Reproduce the following listing verbatim, keeping every line in its original order.

§ **Exercise material**:
····················

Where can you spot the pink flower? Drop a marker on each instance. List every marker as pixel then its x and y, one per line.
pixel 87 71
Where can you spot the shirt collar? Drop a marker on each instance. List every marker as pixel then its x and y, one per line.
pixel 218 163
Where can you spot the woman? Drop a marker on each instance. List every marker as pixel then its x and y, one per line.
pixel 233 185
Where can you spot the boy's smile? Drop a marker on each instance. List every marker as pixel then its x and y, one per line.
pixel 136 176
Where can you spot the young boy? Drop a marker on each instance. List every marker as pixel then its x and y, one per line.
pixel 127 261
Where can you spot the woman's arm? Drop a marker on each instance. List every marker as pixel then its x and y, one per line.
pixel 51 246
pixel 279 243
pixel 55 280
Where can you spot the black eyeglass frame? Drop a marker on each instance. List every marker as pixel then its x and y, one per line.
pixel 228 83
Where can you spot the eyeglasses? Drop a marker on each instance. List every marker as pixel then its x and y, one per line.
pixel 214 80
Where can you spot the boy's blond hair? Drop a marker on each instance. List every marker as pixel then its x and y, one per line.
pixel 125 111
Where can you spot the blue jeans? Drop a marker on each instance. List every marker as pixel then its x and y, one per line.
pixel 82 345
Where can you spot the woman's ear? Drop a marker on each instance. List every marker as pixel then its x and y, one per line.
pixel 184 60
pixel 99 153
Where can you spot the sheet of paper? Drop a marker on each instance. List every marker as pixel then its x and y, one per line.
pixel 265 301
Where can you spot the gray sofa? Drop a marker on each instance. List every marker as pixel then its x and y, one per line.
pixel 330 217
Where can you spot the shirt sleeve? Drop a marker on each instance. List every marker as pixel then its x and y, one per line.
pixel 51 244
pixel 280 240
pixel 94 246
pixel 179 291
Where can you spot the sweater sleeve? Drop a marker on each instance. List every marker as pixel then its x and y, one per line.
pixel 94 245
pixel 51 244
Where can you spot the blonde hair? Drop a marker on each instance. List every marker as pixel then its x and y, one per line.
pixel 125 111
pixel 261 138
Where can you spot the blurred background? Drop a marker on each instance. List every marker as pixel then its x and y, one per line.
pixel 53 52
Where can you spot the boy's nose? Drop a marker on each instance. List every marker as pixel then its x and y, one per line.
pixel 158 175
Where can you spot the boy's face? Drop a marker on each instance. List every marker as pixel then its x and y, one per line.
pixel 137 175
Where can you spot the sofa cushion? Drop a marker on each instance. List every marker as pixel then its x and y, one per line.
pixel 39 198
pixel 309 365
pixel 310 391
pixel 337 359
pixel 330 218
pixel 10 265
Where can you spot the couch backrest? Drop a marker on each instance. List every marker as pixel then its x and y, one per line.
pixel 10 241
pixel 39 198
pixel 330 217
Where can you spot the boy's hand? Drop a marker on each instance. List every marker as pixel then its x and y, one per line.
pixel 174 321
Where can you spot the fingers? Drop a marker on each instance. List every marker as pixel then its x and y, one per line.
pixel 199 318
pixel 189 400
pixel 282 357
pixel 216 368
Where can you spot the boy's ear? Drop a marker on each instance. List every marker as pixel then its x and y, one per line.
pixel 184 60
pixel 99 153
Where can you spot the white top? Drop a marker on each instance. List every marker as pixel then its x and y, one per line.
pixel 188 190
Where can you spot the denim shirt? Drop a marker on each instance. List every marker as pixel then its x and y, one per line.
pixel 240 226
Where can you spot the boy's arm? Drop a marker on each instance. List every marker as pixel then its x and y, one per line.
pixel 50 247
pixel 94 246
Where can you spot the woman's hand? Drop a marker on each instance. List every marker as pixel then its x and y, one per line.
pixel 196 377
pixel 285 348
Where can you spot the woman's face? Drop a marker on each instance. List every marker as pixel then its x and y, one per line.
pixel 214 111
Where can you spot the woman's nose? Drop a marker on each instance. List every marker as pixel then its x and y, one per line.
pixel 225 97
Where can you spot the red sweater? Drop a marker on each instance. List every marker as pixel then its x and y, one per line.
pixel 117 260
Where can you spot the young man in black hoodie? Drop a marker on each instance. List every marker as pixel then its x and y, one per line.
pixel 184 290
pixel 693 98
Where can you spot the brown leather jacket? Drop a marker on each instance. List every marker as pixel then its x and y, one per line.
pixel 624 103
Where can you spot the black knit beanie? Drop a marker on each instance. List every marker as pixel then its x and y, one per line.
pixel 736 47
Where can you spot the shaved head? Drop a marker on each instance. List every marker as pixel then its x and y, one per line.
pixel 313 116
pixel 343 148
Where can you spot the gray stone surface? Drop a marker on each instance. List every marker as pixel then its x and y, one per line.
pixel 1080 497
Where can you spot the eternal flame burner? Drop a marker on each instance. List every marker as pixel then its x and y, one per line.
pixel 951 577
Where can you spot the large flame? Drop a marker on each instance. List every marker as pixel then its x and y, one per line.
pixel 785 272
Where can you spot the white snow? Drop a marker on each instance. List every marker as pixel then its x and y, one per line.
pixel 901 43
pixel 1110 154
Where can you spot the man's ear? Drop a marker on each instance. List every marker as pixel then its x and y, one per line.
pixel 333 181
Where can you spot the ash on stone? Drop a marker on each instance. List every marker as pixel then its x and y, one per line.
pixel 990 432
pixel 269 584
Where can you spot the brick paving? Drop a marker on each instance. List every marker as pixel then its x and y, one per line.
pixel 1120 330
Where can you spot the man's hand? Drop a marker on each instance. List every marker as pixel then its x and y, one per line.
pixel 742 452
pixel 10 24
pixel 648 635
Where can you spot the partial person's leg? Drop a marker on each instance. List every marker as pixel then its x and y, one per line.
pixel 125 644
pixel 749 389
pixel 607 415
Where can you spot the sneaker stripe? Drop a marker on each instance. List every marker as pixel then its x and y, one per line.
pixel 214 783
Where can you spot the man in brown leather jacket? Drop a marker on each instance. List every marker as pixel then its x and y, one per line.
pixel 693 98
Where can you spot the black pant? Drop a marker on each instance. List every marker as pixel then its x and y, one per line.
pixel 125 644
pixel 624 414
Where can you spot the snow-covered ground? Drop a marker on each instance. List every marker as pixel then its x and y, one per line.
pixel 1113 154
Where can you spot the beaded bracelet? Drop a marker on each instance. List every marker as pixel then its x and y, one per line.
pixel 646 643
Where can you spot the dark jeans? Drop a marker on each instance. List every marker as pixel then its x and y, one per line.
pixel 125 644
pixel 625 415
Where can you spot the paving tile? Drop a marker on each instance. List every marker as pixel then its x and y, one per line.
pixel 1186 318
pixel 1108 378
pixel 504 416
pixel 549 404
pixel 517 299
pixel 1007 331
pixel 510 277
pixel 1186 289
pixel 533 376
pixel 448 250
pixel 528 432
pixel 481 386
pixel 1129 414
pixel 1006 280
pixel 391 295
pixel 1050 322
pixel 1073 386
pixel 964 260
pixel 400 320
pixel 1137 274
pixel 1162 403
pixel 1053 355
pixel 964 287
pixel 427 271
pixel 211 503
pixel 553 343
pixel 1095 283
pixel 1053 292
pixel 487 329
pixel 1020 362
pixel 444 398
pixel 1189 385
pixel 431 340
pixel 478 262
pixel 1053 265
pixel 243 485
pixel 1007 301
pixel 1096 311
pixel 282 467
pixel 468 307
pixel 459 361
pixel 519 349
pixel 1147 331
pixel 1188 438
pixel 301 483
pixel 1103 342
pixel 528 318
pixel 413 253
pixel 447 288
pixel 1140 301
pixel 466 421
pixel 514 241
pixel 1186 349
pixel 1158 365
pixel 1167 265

····················

§ **Complete response**:
Where can you spot the pink flower? Drop a marker on each instance. List every marker as pixel then its x and y, one per line.
pixel 87 71
Where can you spot the shirt collar? Drop a marker on each instance. List every marker as pixel then its x and y, one per line.
pixel 218 163
Where can you spot the woman? Drop a marker on each instance. List every marker as pixel then its x and y, one per line.
pixel 233 185
Where can you spot the boy's smile? Drop a marker on each instance. List every marker as pixel then its x and y, one per line.
pixel 136 176
Where can you spot the young boy? Drop a marker on each instance. List every marker as pixel then its x and y, one per line.
pixel 127 261
Where can you spot the woman's arm? Drop a marker on each instance. List every marker as pixel then its x and y, one per line.
pixel 51 246
pixel 279 243
pixel 55 280
Where can you spot the black eyeglass frame? Drop a marker on each instance. List every marker as pixel then its x and y, one per line.
pixel 228 83
Where can you spot the eyeglasses? Drop a marker on each instance. List every marker as pixel then its x and y, one per line.
pixel 214 80
Where can you spot the boy's blond hair? Drop a marker on each instance. List every marker as pixel then its x and y, one per line.
pixel 125 111
Where can you spot the blue jeans? Drop a marker on each instance. List every marker as pixel then its x and y, one per line.
pixel 82 345
Where can you spot the woman's ear? Drop a marker on each instance. List every marker as pixel then its x and y, one per line.
pixel 184 60
pixel 99 153
Where can you spot the sheet of paper? Drop a marker on each instance. List every marker as pixel then its x and y, one per line.
pixel 265 301
Where can you spot the gray sofa? Drop a marker on each instance. List every marker as pixel then its x and y, one per line.
pixel 330 217
Where can you spot the shirt sleeve? Drop a marker on each instance. List every marker as pixel then its x and y, one per line.
pixel 51 244
pixel 280 240
pixel 94 246
pixel 179 291
Where can you spot the sweater sleeve? Drop a marker on each instance. List every marker as pixel then its x and y, one per line.
pixel 94 245
pixel 51 244
Where can you spot the blonde hair? Drop a marker on each instance. List every marker as pixel then its x and y, one per line.
pixel 125 111
pixel 261 138
Where can you spot the blurred background? Drop a marker on each instance. List every marker as pixel then its x and y, one per line.
pixel 53 52
Where can you spot the boy's nose? Drop a marker on each instance. List every marker as pixel then its x and y, one per line.
pixel 158 175
Where can you spot the boy's face? Drop a marker on each instance. List every marker as pixel then its x and y, one per line.
pixel 137 175
Where can you spot the sofa cushion? Drop a marker on each instance. List every marker as pixel then its x and y, one per line.
pixel 39 198
pixel 309 365
pixel 310 391
pixel 337 359
pixel 330 218
pixel 10 265
Where can you spot the couch backrest? Drop a marker on each instance. List every marker as pixel then its x and y, one per line.
pixel 10 241
pixel 39 198
pixel 330 217
Where can you spot the boy's hand? Drop a marker on each instance. List every marker as pixel then its x and y, one per line.
pixel 174 321
Where can you spot the fingers? Drop a marker on each instance. List every marker as pixel then its x and y, one per line.
pixel 199 318
pixel 189 400
pixel 282 357
pixel 216 368
Where can you spot the boy's ear? Drop a marker on each instance. List every marker as pixel then its x and y, one per line.
pixel 184 60
pixel 99 153
Where can you spot the white top? Drop a marker on each instance. List every marker as pixel then its x and y, one per line.
pixel 188 190
Where can you spot the denim shirt? Drop a marker on each instance. List every marker as pixel then its x and y, one per line.
pixel 240 226
Where can you spot the boy's arm? Drop a marker on each instance. List every marker as pixel then its x and y, one per line.
pixel 50 247
pixel 94 246
Where can you spot the woman's hand? Drop a marker on each instance. List every marker as pixel then its x and y, one per line.
pixel 196 377
pixel 285 348
Where can you spot the woman's face? Drop a marker on each instance. List every marker as pixel then its x and y, one per line.
pixel 214 111
Where can you spot the woman's nose? Drop a marker on each instance. List every marker as pixel then its x and y, one per line.
pixel 225 97
Where can you spot the red sweater? Drop a marker on each instance. List every marker as pixel then its x and y, one per line.
pixel 117 260
Where can you spot the young man in black hoodie? Drop a marker on each instance. List every marker as pixel then its x and y, one per line.
pixel 184 290
pixel 693 98
Where can you spot the brown leather jacket? Drop a marker on each instance. List every marker as pixel then its x and y, one per line.
pixel 624 103
Where can you spot the black knit beanie? Drop a marker on each instance. List every marker as pixel then its x and y, one per line.
pixel 736 47
Where can you spot the shaved head? Drop a marker on each instance. List every marker as pixel then its x and y, one per line.
pixel 313 116
pixel 343 148
Where can you spot the gray stone surface? Drop a marker on each instance. List every marker as pixel then its x and y, one per line.
pixel 1080 497
Where can you spot the eternal flame burner? Drop a marker on each instance. List every marker as pixel then its x and y, one per line.
pixel 951 577
Where can you spot the large flame? Drop a marker on each instance. List every marker as pixel then its x and y, one per line.
pixel 785 272
Where can you spot the white snow? Drop a marker on each instance. List every marker as pixel then its x and y, one per line.
pixel 901 43
pixel 1110 154
Where can you spot the man's ear? Drop a marker on each instance. List every marker as pixel then its x and y, one per line.
pixel 333 181
Where can you spot the ash on stone? Drop a marker on each instance. List every marker as pixel then its x and y, one per line.
pixel 990 432
pixel 269 584
Where can you spot the brick paving? Drop a marker on each instance. List every marker as pixel then its x and y, one per line.
pixel 1120 330
Where can you spot the man's hand? Drop a marker on each instance. List every marker as pixel then its x and y, one per line.
pixel 742 452
pixel 10 24
pixel 648 635
Where can you spot the partial person's leg? Drop a marker on each instance. List every marker as pixel then its x and y, one per line.
pixel 125 644
pixel 749 389
pixel 607 415
Where can you spot the sneaker stripe? Drop a marker on each instance. List every marker as pixel then its x and y, one per line.
pixel 214 783
Where can you spot the man in brown leather jacket? Drop a marker on each instance. List every marker as pixel then its x and y, one per line.
pixel 693 98
Where can you spot the black pant? Drop a marker on each instance. List every marker as pixel then its x and y, one per line.
pixel 125 644
pixel 624 414
Where can you spot the snow-covered ground? Drop a marker on each instance. List every marker as pixel then its x and y, one per line.
pixel 1113 154
Where can you spot the beaded bracelet? Drop a marker on each instance. List every marker as pixel then its x and y, one per line.
pixel 646 643
Where can you spot the dark jeans? Drop a marker on each instance. List every marker as pixel then its x and y, one per line.
pixel 125 644
pixel 625 415
Where can you spot the paving tile? Drop a marker on each instance. List every marker as pixel then its x and y, one per line.
pixel 1186 318
pixel 1108 378
pixel 504 416
pixel 549 404
pixel 517 299
pixel 1007 331
pixel 510 277
pixel 1186 289
pixel 533 376
pixel 448 250
pixel 528 432
pixel 481 386
pixel 1129 414
pixel 1006 280
pixel 391 295
pixel 1050 322
pixel 1073 386
pixel 964 260
pixel 400 320
pixel 1137 274
pixel 1162 403
pixel 1053 355
pixel 964 287
pixel 427 271
pixel 211 503
pixel 553 343
pixel 1095 283
pixel 1053 292
pixel 487 329
pixel 1020 362
pixel 444 398
pixel 1189 385
pixel 431 340
pixel 478 262
pixel 1053 265
pixel 243 485
pixel 1007 301
pixel 1096 311
pixel 282 467
pixel 468 307
pixel 459 361
pixel 519 349
pixel 1147 331
pixel 1188 438
pixel 301 483
pixel 1103 342
pixel 528 318
pixel 413 253
pixel 447 288
pixel 1140 301
pixel 466 421
pixel 514 241
pixel 1186 349
pixel 1158 365
pixel 1167 265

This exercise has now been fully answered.